═════ PROVIDED PASSAGE

The lawmakers introduced legislation to crack down on health care conglomerates that own multiple parts of the industry — including pharmacy benefit managers (PBMs), which act as a conduit between insurers and drug manufacturers, and pharmacies themselves.

Warren and Hawley’s “Break Up Big Medicine Act” proposes prohibiting parent companies from owning a medical provider or management services organization and a PBM or insurer. It also proposes prohibiting parent companies of prescription drug or medical device wholesalers from owning a medical provider or management services organization. 

CBS News was first to report on the legislation earlier Tuesday.

Three PBMs, CVS Caremark, Express Scripts and OptumRX, manage 79 percent of prescription drug claims for roughly 270 million people in the U.S., according to a 2024 report from the Federal Trade Commission (FTC). Those three companies are owned by insurance giants CVS Health, Cigna and UnitedHealth Group, respectively. 

A report from the American Medical Association last year said that this vertical integration reduces competition, crowds out smaller insurers and results in higher prices for consumers.

“There’s no question that massive health care companies have created layers of complexity to jack up the price of everything from prescription drugs to a visit to the doctor. The only way to make health care more affordable is to break up these health care conglomerates,” Warren said in a release. 

“Our bill would be a monumental step towards ending the stranglehold that corporate giants have on our broken health care system,” she added. 

“Americans are paying more and more for healthcare while the quality of care gets worse and worse,” said Hawley, a member of the Senate Health, Education, Labor and Pensions Committee. “In their quest to put profits over people, Big Pharma and the insurance companies continue to gobble up every independent healthcare provider and pharmacy they can find.

“Working Americans deserve better. This bipartisan legislation is a massive step towards making healthcare affordable for every American.”

══════════

### WHAT YOU WILL DO
1. Translate this sentence from the Break Up Big Medicine Act article into French: "A report from the American Medical Association last year said that this vertical integration reduces competition, crowds out smaller insurers and results in higher prices for consumers."
2. According to the Break Up Big Medicine Act article, what share of prescription drug claims do CVS Caremark, Express Scripts and OptumRX manage?
3. Carry on the Break Up Big Medicine Act article, starting after its final sentence.

═════ GIVEN ENTRIES

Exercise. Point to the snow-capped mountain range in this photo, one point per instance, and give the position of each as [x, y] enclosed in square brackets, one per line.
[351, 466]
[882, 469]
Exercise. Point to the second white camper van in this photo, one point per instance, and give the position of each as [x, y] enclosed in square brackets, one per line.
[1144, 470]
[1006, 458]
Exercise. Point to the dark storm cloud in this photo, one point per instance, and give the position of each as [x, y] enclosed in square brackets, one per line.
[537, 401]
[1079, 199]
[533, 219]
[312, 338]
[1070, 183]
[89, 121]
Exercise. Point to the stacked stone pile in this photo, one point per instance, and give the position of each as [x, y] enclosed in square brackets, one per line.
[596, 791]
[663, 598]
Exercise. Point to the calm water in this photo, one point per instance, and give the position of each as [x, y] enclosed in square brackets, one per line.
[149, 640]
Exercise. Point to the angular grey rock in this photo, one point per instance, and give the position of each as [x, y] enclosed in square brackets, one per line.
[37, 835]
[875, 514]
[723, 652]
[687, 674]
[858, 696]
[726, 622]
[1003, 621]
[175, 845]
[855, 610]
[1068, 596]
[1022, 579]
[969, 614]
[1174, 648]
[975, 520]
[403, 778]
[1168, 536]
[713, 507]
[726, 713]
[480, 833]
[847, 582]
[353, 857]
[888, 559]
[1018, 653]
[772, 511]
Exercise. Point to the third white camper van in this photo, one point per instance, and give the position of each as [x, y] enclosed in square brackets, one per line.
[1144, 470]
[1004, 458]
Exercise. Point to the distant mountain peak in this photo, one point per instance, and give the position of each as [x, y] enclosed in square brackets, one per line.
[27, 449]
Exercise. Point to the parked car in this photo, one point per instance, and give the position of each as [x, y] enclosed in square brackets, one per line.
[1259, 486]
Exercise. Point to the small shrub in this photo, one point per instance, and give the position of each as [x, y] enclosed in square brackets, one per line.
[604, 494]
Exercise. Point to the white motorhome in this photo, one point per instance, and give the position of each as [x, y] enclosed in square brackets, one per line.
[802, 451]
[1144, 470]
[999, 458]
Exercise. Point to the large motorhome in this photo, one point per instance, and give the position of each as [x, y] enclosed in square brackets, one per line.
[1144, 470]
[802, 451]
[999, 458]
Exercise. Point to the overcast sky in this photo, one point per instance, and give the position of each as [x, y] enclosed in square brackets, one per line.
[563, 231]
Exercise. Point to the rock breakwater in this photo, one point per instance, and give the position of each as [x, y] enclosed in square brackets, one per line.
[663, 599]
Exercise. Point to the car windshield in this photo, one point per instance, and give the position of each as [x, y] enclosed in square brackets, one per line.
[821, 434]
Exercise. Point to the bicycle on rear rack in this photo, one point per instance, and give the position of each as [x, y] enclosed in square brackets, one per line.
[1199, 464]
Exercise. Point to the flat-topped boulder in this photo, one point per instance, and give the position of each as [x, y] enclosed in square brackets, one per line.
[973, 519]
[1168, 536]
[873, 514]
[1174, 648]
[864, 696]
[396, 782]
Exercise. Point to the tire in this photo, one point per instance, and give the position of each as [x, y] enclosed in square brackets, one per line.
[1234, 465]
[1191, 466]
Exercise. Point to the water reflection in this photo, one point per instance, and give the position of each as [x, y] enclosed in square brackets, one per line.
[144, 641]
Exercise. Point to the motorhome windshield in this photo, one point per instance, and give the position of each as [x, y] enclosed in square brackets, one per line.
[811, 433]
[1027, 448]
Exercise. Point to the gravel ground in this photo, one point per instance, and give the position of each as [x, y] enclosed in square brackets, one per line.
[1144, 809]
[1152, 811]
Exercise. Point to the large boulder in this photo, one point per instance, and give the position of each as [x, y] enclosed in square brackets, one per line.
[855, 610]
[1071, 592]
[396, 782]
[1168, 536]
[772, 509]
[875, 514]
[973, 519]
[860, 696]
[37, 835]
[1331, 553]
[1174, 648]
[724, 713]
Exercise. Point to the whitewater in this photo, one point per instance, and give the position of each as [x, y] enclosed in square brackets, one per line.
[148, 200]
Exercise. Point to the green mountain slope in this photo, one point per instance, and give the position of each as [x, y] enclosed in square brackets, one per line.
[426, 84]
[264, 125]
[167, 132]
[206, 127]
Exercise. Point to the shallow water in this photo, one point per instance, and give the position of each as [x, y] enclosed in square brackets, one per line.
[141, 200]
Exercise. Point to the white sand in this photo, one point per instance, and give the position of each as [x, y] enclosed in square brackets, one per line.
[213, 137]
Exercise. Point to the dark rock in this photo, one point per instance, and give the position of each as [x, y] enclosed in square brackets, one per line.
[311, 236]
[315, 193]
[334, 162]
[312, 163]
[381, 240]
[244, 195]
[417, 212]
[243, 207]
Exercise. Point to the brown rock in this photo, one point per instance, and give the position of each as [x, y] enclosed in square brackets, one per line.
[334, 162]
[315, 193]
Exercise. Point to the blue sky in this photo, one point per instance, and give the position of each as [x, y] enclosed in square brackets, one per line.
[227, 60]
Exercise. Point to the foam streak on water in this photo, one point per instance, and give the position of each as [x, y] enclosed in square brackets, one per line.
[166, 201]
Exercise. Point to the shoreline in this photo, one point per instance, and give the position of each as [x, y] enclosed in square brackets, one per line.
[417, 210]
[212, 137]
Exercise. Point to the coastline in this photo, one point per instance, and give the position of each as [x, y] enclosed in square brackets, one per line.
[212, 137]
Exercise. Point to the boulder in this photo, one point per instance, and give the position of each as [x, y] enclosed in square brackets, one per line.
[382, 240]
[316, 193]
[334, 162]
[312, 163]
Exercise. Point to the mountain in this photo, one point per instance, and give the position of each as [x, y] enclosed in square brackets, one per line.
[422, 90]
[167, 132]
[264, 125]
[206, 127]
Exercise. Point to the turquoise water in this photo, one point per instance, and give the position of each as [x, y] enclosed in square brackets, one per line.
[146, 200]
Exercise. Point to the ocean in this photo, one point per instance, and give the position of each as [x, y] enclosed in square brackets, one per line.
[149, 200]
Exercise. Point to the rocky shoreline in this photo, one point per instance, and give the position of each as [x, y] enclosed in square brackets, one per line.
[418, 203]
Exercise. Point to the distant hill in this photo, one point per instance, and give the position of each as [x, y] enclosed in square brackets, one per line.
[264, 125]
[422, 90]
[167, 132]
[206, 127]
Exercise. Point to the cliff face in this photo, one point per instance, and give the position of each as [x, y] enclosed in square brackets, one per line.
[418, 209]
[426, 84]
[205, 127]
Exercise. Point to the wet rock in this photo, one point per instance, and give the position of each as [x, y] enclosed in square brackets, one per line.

══════════
═════ GIVEN ENTRIES

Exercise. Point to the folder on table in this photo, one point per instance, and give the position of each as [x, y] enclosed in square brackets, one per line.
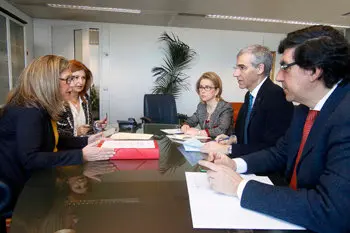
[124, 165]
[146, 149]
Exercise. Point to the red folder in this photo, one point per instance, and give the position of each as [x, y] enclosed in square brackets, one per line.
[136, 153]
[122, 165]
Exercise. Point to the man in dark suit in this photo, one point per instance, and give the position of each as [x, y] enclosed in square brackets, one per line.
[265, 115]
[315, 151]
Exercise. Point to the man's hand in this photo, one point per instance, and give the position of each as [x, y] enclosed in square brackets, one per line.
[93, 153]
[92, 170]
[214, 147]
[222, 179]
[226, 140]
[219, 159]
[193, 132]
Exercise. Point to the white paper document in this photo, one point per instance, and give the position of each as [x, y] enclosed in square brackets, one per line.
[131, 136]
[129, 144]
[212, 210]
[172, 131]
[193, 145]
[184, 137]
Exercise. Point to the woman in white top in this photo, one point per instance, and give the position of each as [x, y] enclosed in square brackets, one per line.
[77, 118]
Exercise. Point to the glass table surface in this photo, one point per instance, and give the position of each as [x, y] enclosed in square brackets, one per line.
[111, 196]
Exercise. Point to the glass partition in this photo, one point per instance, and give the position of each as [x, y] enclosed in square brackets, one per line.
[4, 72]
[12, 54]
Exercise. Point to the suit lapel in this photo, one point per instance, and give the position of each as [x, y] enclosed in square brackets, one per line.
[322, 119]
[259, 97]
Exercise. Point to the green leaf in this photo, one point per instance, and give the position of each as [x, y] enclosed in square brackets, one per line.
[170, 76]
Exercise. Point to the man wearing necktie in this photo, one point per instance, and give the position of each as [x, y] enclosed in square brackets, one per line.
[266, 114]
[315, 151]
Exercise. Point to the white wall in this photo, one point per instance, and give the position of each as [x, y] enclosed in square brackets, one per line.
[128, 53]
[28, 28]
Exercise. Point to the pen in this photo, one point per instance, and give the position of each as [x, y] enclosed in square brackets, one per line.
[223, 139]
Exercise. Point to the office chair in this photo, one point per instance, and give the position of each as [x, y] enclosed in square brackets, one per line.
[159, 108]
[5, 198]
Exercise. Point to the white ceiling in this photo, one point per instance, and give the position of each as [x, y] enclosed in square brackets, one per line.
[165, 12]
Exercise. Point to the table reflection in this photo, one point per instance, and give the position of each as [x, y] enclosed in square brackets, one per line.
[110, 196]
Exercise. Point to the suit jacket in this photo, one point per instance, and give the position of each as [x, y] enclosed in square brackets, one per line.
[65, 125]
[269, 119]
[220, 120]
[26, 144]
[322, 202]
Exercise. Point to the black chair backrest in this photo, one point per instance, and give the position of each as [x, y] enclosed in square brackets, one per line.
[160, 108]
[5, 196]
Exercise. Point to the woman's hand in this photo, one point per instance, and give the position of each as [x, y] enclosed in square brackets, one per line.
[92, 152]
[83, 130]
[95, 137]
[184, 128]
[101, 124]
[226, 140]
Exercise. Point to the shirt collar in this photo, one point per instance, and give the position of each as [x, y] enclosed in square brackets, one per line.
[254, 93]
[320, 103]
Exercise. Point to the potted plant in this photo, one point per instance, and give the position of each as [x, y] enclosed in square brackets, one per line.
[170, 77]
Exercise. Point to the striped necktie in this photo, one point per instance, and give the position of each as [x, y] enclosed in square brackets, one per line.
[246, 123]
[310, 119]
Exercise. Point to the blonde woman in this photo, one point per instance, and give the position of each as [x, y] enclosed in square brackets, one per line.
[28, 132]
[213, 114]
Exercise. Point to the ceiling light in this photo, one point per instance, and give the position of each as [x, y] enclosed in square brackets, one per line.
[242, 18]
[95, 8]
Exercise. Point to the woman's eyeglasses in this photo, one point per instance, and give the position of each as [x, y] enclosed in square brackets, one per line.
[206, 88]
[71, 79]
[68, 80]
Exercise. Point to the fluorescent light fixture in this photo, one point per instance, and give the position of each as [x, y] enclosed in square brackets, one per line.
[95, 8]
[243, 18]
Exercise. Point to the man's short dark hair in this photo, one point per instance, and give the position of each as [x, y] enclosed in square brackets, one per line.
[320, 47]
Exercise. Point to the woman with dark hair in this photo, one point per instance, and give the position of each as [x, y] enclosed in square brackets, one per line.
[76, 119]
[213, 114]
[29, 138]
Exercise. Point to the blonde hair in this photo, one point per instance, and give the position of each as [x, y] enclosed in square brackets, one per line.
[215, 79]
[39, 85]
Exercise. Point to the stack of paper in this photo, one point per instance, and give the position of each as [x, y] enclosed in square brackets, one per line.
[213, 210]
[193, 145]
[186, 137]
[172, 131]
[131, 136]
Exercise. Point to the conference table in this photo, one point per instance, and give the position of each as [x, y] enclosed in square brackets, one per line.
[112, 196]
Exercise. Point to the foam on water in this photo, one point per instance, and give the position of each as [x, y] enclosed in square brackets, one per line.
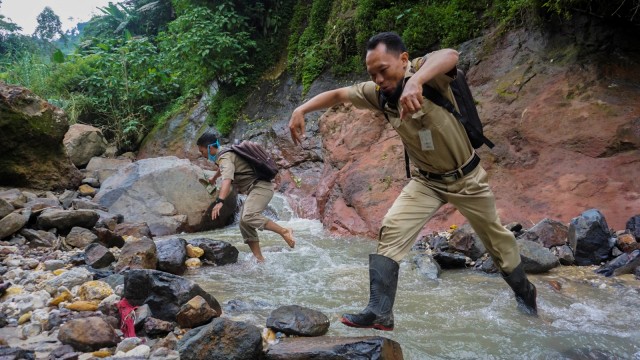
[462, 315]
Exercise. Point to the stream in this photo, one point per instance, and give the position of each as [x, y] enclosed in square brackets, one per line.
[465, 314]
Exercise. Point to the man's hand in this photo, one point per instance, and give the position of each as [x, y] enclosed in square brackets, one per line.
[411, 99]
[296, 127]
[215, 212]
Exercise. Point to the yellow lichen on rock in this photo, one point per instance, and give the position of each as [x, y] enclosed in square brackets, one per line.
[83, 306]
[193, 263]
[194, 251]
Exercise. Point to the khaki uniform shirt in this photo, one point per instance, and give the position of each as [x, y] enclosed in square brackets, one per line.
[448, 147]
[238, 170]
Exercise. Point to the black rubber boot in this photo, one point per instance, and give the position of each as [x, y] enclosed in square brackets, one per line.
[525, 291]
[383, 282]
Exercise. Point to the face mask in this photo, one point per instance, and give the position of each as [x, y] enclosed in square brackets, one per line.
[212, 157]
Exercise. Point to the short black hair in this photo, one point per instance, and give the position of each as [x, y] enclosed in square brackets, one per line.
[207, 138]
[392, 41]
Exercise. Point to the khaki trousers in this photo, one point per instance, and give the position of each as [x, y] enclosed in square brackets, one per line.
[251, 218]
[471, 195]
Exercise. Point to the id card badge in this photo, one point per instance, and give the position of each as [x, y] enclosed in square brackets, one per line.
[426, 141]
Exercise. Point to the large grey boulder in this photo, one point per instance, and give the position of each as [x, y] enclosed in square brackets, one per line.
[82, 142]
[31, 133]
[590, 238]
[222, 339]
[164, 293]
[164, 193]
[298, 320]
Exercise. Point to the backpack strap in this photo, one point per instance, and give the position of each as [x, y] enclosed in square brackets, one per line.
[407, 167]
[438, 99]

══════════
═════ GIVEN ENTRIES

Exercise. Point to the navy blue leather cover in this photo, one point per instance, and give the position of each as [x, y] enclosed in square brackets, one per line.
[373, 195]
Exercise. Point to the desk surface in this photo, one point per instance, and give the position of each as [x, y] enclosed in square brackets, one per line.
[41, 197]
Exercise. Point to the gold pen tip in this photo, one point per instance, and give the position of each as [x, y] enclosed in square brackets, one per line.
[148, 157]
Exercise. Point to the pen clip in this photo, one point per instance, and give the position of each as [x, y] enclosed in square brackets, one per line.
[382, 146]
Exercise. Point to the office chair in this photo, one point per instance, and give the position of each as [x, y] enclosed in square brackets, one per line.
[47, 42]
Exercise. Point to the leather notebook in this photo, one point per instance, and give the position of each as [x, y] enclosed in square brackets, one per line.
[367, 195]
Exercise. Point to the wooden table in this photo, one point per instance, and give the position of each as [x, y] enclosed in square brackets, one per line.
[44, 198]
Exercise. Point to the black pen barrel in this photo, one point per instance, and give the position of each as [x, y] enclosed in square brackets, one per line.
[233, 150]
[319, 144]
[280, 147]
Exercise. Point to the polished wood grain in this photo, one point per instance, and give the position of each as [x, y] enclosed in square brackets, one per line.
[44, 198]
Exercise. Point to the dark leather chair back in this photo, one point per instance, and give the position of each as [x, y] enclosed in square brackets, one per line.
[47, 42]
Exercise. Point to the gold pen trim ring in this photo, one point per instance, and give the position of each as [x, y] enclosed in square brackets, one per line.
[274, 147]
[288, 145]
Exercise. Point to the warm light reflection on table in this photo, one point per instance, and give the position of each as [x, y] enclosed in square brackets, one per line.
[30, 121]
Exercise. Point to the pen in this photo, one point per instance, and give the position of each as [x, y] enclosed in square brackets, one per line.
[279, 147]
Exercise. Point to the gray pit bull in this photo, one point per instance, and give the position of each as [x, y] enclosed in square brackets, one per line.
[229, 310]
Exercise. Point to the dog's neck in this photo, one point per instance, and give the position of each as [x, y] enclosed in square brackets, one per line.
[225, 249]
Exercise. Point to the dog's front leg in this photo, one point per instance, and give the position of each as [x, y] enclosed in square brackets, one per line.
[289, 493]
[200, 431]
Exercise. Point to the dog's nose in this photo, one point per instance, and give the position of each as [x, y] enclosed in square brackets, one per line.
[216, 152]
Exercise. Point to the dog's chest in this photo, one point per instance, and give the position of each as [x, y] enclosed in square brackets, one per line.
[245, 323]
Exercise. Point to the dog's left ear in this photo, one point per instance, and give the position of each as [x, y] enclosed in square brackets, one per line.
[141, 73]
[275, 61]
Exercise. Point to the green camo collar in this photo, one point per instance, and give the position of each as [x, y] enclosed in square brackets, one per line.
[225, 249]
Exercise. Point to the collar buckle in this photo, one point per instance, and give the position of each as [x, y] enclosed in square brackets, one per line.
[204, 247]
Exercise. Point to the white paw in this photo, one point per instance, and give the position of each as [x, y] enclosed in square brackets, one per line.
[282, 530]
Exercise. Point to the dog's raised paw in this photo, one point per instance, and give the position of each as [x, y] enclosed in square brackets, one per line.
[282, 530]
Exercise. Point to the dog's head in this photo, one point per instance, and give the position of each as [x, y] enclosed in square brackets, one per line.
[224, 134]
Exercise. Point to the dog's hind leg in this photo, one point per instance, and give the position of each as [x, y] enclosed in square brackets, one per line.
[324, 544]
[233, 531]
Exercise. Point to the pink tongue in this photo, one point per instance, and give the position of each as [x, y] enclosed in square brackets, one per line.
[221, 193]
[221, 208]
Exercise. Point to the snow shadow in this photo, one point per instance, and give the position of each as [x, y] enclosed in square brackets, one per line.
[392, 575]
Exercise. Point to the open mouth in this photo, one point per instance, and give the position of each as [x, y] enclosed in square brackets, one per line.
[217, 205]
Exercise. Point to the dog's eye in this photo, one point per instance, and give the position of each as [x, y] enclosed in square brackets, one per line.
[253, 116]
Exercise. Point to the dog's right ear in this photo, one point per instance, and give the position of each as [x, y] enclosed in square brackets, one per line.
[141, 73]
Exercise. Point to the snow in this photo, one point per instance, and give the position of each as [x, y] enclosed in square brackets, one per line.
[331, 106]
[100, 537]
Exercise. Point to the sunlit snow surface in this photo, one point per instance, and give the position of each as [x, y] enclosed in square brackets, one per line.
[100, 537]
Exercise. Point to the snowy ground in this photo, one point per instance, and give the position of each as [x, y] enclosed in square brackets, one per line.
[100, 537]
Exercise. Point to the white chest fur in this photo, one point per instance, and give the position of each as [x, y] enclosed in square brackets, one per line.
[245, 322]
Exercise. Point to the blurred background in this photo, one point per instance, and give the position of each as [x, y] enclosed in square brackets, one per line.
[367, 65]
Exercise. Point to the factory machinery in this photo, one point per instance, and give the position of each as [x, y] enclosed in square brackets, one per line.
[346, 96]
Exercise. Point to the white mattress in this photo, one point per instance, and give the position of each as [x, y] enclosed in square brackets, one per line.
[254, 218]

══════════

### ANSWERS PER TASK
1. Un rapport de l'American Medical Association publié l'an dernier indiquait que cette intégration verticale réduit la concurrence, évince les petits assureurs et entraîne une hausse des prix pour les consommateurs.

2. They manage 79 percent of prescription drug claims.

3.
The legislation also requires that companies in violation come into compliance within one year and empowers the FTC, Department of Health and Human Services, Department of Justice (DOJ), state attorney generals and private citizens to file suit against violators. 

Under the law, the FTC and the assistant attorney general for the DOJ’s Antitrust Division — currently Abigail Slater — may also file suit to block “any action that would harm competition to the detriment of the public interest with respect to the conflicts of interest” that are prohibited. 

The American Economic Liberties Project applauded the legislation in a release, drawing parallels to the 1932 Glass-Steagall Act, which effectively separated commercial banking from investment banking.

“For decades, policymakers in both parties have incentivized vertical consolidation in health care, resulting in Big Medicine behemoths that exploit conflicts of interest to drive costs up, quality down, and independent providers out of business,” said Emma Freer, senior policy analyst for health care at the anti-monopolist think tank. 

“This is why we launched the Break Up Big Medicine initiative last year, and we are proud to support the Break Up Big Medicine Act, which will eliminate these conflicts of interest while restoring power over our healthcare system to patients and the providers who care for them.”